··· Source data

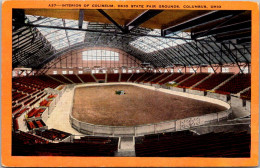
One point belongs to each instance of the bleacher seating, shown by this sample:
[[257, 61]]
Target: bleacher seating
[[193, 80], [145, 76], [45, 103], [152, 77], [207, 145], [61, 78], [26, 138], [65, 149], [170, 78], [100, 76], [135, 76], [183, 77], [246, 95], [112, 77], [35, 124], [29, 101], [35, 112], [53, 134], [73, 78], [236, 84], [16, 108], [163, 76], [86, 78], [125, 77], [213, 81]]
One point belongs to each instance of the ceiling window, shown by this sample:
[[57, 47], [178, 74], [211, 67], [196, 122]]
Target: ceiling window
[[104, 55], [57, 37], [149, 44]]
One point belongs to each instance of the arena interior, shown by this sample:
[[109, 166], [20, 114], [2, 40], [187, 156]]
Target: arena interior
[[142, 83]]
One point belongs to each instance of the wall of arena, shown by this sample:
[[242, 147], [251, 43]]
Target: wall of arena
[[139, 130]]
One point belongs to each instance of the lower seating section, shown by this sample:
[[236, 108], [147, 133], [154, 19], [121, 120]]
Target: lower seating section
[[183, 77], [135, 76], [73, 78], [100, 76], [246, 95], [145, 76], [184, 145], [96, 140], [213, 81], [193, 80], [35, 112], [171, 78], [163, 76], [112, 77], [36, 82], [61, 78], [16, 108], [152, 77], [26, 138], [66, 149], [34, 124], [52, 134], [15, 121], [236, 84], [86, 78], [45, 103], [125, 77], [48, 81]]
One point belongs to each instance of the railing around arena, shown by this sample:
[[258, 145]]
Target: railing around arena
[[139, 130]]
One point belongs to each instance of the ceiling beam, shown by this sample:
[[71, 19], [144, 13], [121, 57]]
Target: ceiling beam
[[200, 20], [145, 16], [81, 17], [236, 35], [225, 29], [243, 41], [111, 20]]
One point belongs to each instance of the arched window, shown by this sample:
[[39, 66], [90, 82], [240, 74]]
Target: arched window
[[100, 55]]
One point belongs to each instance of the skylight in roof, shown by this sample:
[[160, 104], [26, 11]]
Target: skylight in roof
[[59, 38], [150, 44]]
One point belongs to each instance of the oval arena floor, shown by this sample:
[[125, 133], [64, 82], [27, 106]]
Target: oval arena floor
[[101, 106]]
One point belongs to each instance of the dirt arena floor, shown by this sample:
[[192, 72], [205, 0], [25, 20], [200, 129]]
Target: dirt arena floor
[[100, 105]]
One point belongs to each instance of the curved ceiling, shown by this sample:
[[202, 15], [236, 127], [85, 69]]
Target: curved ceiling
[[161, 38]]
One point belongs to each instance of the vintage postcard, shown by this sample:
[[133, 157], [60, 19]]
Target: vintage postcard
[[130, 83]]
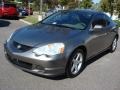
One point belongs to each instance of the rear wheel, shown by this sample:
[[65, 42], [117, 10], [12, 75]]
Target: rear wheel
[[76, 63], [114, 45]]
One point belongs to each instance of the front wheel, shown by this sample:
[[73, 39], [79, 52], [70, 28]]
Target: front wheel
[[76, 63], [114, 45]]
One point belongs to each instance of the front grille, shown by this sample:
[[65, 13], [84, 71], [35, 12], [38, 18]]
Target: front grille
[[21, 47], [22, 64]]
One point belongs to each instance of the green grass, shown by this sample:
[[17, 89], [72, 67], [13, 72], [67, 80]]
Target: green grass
[[31, 19], [118, 22]]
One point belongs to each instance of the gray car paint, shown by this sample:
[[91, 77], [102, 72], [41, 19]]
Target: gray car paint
[[40, 34]]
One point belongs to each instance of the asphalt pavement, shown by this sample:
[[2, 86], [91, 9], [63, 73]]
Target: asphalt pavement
[[101, 73]]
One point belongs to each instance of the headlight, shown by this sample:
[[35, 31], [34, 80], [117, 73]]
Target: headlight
[[9, 37], [50, 49]]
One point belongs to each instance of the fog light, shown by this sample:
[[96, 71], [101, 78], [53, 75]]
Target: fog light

······

* [Required task]
Reproduce the lines from the one containing "One point belongs to each instance of the headlight, shown" through the last line, requests included. Offset every point coordinate in the answers by -130.

* [Task result]
One point belongs to each instance of the headlight, shown by this sample:
[[35, 31], [34, 80], [117, 73]]
Target: headlight
[[-121, -93], [-80, -81]]
One point belongs to each instance of the fog light, shown by this sample:
[[96, 71], [101, 78], [53, 75]]
Target: fog light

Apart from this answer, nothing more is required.